▸ **Job**
Each entry below must be repeated exactly, with pictures left out.

▸ **Data excerpts**
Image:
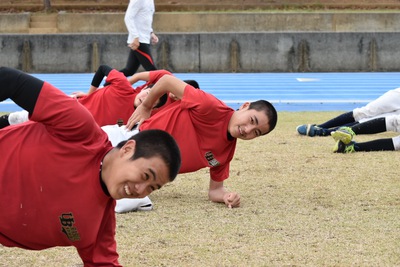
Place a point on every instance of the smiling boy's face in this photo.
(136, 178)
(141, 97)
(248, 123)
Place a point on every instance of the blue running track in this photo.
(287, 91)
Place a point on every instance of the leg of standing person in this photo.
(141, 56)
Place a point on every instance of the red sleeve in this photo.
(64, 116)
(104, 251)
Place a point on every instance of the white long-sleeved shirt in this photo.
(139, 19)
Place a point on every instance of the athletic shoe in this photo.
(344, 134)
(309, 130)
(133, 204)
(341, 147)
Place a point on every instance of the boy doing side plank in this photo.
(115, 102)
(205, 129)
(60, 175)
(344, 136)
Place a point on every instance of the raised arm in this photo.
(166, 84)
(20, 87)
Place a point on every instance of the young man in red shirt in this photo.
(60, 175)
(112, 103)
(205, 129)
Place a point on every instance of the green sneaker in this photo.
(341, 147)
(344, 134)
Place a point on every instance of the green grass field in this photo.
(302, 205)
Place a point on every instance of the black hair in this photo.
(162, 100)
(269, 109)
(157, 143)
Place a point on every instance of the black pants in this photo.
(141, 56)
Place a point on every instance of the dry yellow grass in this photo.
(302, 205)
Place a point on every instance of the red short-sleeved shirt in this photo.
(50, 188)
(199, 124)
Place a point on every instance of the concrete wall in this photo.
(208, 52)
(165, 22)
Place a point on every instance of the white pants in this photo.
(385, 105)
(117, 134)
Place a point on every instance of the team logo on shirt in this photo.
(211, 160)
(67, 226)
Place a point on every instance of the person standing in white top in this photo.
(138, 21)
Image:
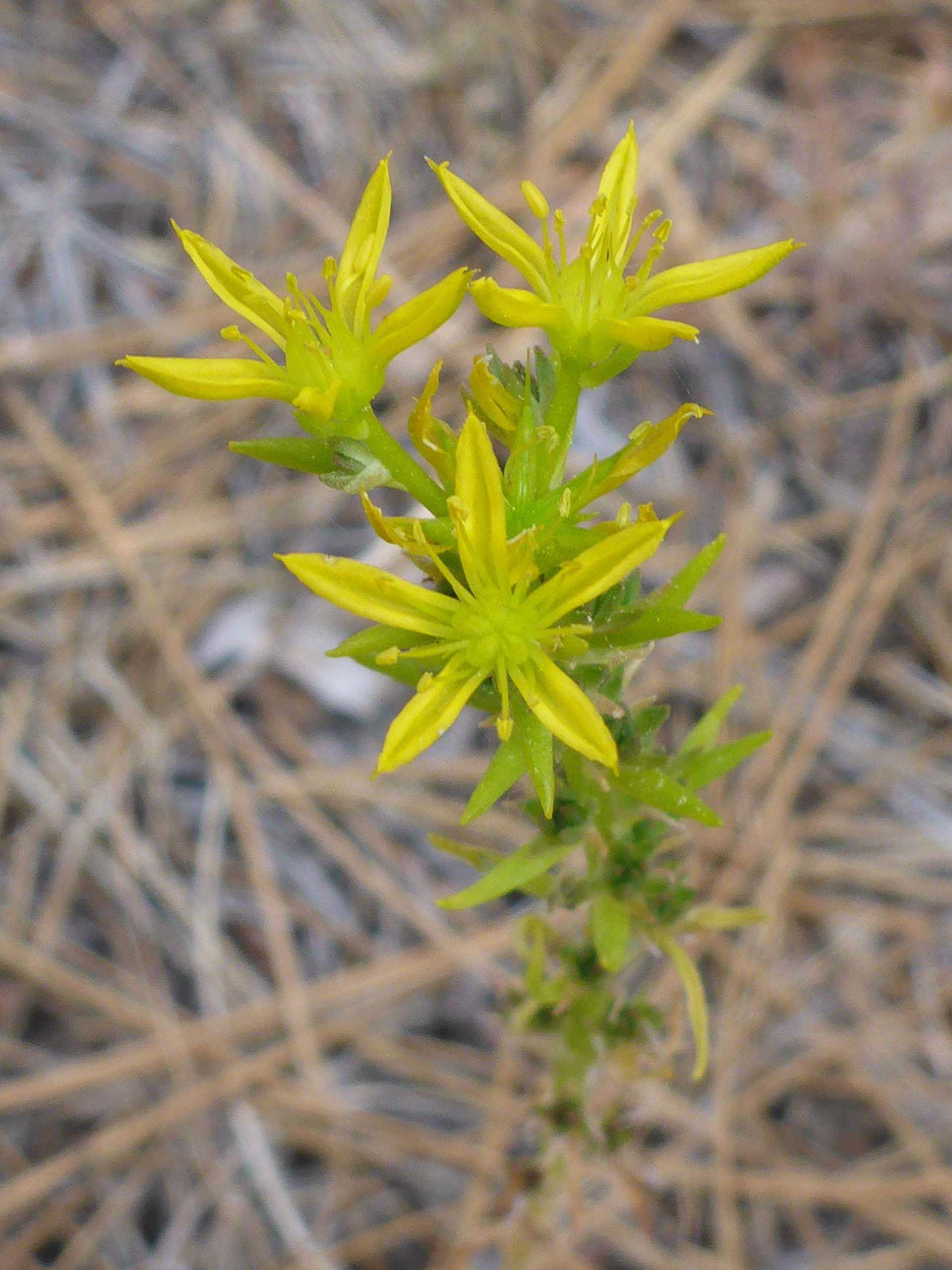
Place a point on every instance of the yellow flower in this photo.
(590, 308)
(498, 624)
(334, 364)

▸ **Output for this task**
Image:
Place a point on every instance of the smiling boy's face in this photo.
(136, 178)
(141, 97)
(248, 123)
Place a point on every instance of the blue running track in this photo.
(287, 91)
Place a point on every instance of the leg of standing person in this photo.
(141, 56)
Place a point on every instance of the red sleeve in this photo.
(64, 116)
(104, 251)
Place a point on every instance of the white long-sleeved shirt in this photo.
(139, 19)
Place a point on every instance of the athletic shoe in this photo.
(344, 134)
(309, 130)
(133, 204)
(341, 147)
Place a point on every instance of the boy doing side plank in this photo.
(115, 102)
(205, 129)
(60, 175)
(344, 136)
Place a point on every instance of the raised arm in this photo.
(166, 84)
(20, 87)
Place a point on every instance of the young man in red shirt in this photo.
(60, 175)
(112, 103)
(205, 129)
Place a point on every instance of the green sneaker in this photo.
(341, 147)
(344, 134)
Place a point on every instance of the green grass field in this photo.
(302, 205)
Place a point on every instance of the black hair in this photo.
(162, 100)
(269, 109)
(157, 143)
Place a point on every instance of the black pants in this photo.
(141, 56)
Place a point on every instance of the dry yellow grass in this photo.
(302, 205)
Place a point on every instance of the red short-sleeved shirt in this photo.
(50, 188)
(199, 124)
Place a point on every instance of the concrete wall in this photo.
(208, 52)
(165, 22)
Place a point on every instance of the white pants in this photo.
(385, 105)
(117, 134)
Place a point on every instance of the team logo on shirt in this photo.
(211, 160)
(67, 226)
Place a point on every instance of the person standing in white top in this photo.
(138, 21)
Image:
Place a point on every instance of the yellow flower in this photo.
(590, 308)
(498, 624)
(334, 364)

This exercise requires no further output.